_Aim of the task:_
Return all the records below line for line and unchanged, omitting the pictures.

Point placement records
———
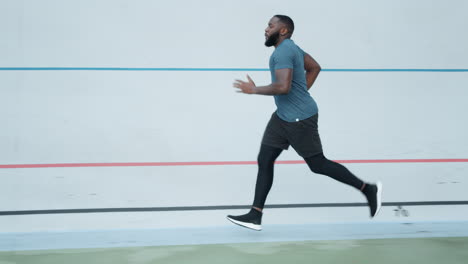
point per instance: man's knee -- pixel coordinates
(316, 163)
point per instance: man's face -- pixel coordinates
(272, 32)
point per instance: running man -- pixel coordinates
(294, 122)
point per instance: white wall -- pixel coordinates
(157, 116)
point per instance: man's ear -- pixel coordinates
(284, 31)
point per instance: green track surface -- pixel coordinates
(375, 251)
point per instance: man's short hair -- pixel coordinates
(287, 21)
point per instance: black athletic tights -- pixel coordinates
(317, 163)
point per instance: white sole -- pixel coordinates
(247, 225)
(379, 198)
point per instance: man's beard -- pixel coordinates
(272, 39)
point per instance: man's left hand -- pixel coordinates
(245, 87)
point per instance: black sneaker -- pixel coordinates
(373, 193)
(252, 220)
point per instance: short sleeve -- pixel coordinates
(284, 59)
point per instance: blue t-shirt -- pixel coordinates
(297, 104)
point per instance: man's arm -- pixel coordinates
(312, 69)
(282, 85)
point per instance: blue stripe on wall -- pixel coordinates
(211, 69)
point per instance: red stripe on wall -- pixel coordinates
(212, 163)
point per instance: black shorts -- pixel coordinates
(302, 135)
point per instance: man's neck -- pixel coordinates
(280, 41)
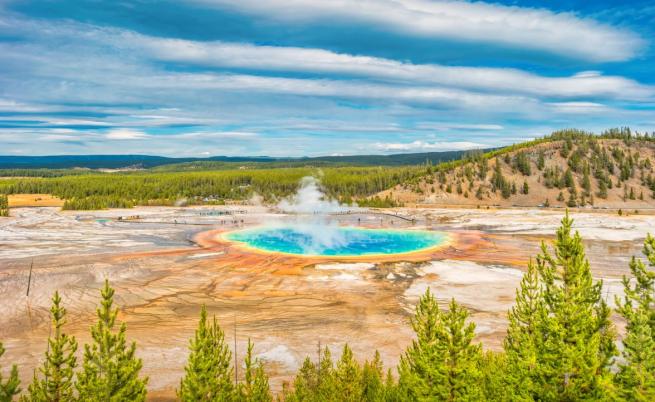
———
_Task result:_
point per instance: man's knee -- pixel coordinates
(316, 163)
point per instance: man's face -- pixel coordinates
(272, 32)
point per instance: running man -- pixel coordinates
(294, 122)
point per instance: white wall -- pixel coordinates
(157, 116)
point per instance: man's ear -- pixel coordinates
(284, 31)
point per instance: green track surface -- pixel coordinates
(375, 251)
point per instance: man's short hair -- pixel coordinates
(287, 21)
point per instance: black athletic tights -- pixel coordinates
(317, 163)
point per instance: white sole -- pixel coordinates
(247, 225)
(379, 198)
point per instance: man's beard -- pixel coordinates
(272, 39)
point per instance: man's left hand -- pixel coordinates
(245, 87)
point per instance: black sneaker -- pixel coordinates
(373, 193)
(252, 220)
point per instance: short sleeve -- pixel coordinates
(284, 59)
point per instance: blue t-shirt -- pixel coordinates
(297, 104)
point per instance: man's arm -- pixel coordinates
(312, 69)
(282, 85)
point per instance: blue stripe on wall -- pixel coordinates
(211, 69)
point per instance: red stripe on wall -- pixel coordinates
(212, 163)
point per instance: black shorts -- pixel coordinates
(302, 135)
point per instance: man's neck -- pixel coordinates
(280, 41)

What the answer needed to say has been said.